PROMPT 1:
Reproduce the portion of the leukemia article starting at "What are the" and ending at "fast-moving acute cases.", copying it word for word.
PROMPT 2:
According to the leukemia article, what is the cure rate for marrow transplants?

---------- PROVIDED PASSAGE ----------

Leukemia is widely thought to be a nearly-always-fatal disease. The truth, however, offers a ray of hope, according to the Mayo Clinic Health Letter: Leukemia can often be slowed or cured through a variety of new treatments. It's not a child's disease, either-10 times as many adults as children (25,000 vs. 2,500 yearly) contract leukemia.
Literally "white blood" in Greek, leukemia produces large numbers of abnormal white blood cells. Normally, white blood cells fight infection. White blood cells that are leukemic, though, simply block production of other useful blood products: oxygen carriers, clotters and normal white blood cells. Individuals with leukemia who don't receive treatment usually die from bleeding or infection.
Leukemias are classified two ways: by the kind of white cells they cause to multiply and the speed at which they progress. When leukemia strikes, it causes the following types of white blood cells to proliferate abnormally: lymphocytes, granulocytes, or monocytes. Acute leukemias, half of all cases, can overrun the body in weeks or months, while chronic forms take years to run their course. The four most common types are acute and chronic lymphocytic and acute and chronic granulocytic.
What are the symptoms of leukemia? At the onset, the sufferer may feel fatigue and malaise, experience enlargement of liver, spleen or lymph nodes or abnormal bleeding, and experience bruising or infection and fever.
Since the late '60s, treatment of leukemia has centered around chemotherapy, which is sometimes a cure, particularly with the fast-moving acute cases.
Other new treatments include bone marrow transplants, which seek to replace the bone marrow where the abnormal cells are manufactured with healthy marrow from a donor or from patients themselves. The cure rate for marrow transplants is about 45 percent.
A new drug, Cladribine, fights leukemia by destroying both dividing cells and those at rest. In trials, the drug brought about complete or partial remission for periods ranging from eight to 25 months.
One experimental treatment removes from the body "cell-specific antibodies," those which can destroy leukemic cells. They're then reproduced in large numbers and put back in the body to do their work.

---------- EXERCISE DATA ----------

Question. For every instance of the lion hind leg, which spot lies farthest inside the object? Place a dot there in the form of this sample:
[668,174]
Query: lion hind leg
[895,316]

----------

EXERCISE RESPONSE 1:
What are the symptoms of leukemia? At the onset, the sufferer may feel fatigue and malaise, experience enlargement of liver, spleen or lymph nodes or abnormal bleeding, and experience bruising or infection and fever.
Since the late '60s, treatment of leukemia has centered around chemotherapy, which is sometimes a cure, particularly with the fast-moving acute cases.

EXERCISE RESPONSE 2:
About 45 percent.